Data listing
- - -
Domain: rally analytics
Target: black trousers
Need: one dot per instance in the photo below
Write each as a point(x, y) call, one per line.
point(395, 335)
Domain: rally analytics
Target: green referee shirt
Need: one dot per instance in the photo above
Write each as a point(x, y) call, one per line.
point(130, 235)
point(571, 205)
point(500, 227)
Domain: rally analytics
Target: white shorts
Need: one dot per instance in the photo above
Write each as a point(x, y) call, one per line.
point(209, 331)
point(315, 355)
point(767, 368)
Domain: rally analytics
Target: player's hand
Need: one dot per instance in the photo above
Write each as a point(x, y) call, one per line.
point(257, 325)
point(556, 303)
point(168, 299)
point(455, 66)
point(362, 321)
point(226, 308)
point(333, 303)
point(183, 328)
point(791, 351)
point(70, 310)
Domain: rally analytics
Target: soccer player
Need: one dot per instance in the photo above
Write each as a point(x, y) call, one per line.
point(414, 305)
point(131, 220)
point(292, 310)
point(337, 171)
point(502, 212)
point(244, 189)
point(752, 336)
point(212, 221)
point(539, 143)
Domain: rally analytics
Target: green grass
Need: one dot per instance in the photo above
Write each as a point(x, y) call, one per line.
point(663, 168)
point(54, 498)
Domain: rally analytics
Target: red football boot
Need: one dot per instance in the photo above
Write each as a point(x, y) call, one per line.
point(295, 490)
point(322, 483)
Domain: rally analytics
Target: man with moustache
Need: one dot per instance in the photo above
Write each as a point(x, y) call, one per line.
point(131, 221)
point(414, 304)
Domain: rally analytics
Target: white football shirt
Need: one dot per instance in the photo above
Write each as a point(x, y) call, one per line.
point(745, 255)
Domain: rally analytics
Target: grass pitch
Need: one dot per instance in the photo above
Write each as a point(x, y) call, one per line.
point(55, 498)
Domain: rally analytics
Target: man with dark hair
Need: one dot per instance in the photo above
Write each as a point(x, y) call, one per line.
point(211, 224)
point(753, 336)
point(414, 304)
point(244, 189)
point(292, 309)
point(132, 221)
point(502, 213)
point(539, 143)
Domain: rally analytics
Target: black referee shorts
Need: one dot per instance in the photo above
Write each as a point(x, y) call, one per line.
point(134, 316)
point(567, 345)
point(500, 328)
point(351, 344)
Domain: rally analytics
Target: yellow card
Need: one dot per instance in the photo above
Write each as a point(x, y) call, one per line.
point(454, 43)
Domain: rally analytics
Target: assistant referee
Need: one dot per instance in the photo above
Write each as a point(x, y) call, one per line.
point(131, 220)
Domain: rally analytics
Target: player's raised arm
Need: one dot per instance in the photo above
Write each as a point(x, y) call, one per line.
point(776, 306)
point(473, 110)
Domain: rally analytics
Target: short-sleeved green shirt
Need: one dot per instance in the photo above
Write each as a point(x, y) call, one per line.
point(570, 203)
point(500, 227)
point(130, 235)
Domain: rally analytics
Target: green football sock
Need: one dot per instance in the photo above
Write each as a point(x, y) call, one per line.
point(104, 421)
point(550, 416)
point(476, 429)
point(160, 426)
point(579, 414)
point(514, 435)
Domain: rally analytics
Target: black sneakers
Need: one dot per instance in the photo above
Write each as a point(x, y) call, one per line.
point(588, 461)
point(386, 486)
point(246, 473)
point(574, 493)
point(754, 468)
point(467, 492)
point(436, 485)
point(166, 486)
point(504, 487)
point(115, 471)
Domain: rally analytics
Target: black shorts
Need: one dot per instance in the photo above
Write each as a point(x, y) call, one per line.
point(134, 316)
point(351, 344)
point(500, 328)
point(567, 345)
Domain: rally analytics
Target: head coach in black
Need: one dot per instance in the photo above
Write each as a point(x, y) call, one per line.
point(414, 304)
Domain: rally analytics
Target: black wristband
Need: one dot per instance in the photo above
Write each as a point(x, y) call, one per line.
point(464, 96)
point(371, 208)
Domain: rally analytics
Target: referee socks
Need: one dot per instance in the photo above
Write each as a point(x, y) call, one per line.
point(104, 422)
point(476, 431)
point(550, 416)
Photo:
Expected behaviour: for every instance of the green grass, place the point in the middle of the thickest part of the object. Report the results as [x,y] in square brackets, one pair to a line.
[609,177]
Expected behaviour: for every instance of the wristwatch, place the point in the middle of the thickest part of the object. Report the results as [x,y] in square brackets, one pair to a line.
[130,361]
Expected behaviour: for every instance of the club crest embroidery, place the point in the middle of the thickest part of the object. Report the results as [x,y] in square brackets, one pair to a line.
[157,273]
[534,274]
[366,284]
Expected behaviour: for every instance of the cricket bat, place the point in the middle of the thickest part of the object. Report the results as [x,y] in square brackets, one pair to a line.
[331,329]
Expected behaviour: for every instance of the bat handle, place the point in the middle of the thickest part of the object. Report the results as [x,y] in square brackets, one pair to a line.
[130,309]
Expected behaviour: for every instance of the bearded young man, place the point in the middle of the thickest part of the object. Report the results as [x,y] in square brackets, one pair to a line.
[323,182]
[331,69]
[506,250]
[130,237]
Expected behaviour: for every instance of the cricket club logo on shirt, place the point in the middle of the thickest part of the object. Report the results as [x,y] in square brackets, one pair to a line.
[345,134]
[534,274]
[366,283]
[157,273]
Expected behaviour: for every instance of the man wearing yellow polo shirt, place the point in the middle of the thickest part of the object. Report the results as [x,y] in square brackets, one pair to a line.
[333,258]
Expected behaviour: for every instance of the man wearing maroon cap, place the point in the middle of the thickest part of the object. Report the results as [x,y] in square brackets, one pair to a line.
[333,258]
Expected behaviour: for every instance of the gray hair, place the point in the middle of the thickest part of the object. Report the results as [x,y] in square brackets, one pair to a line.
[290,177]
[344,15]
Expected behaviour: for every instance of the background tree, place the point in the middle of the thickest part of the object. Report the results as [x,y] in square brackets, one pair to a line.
- - -
EXERCISE INSTRUCTIONS: Transcribe the rows above word for word, starting at the very first line and ending at the line that contains "point(54, 498)", with both of those lines included.

EXERCISE ANSWER:
Domain: rally analytics
Target: black trousers
Need: one dot per instance in the photo below
Write each as a point(x, y) call, one per line.
point(395, 335)
Domain: rally analytics
Target: green referee shirt
Need: one dot per instance in the photo above
Write each as a point(x, y) call, one per line.
point(130, 235)
point(571, 205)
point(500, 227)
Domain: rally analytics
Target: white shorts
Need: one dot per instance in the photo above
Write each as a point(x, y) call, one per line.
point(209, 331)
point(315, 355)
point(767, 368)
Domain: rally analytics
Target: player's hand
Need: one dot per instance in the photo above
Write each as a point(x, y) call, one per line.
point(257, 325)
point(556, 303)
point(168, 299)
point(455, 66)
point(362, 321)
point(226, 308)
point(333, 303)
point(183, 328)
point(791, 351)
point(70, 310)
Domain: rally analytics
Target: soccer player
Need: one dot per instance in the photo above
Write each as a point(x, y) call, one per line.
point(414, 305)
point(131, 220)
point(292, 310)
point(337, 171)
point(502, 212)
point(244, 189)
point(752, 336)
point(212, 221)
point(539, 143)
Domain: rally analytics
Target: green grass
Need: one dot per instance in the photo above
Write each as a point(x, y) call, one per line.
point(663, 168)
point(54, 498)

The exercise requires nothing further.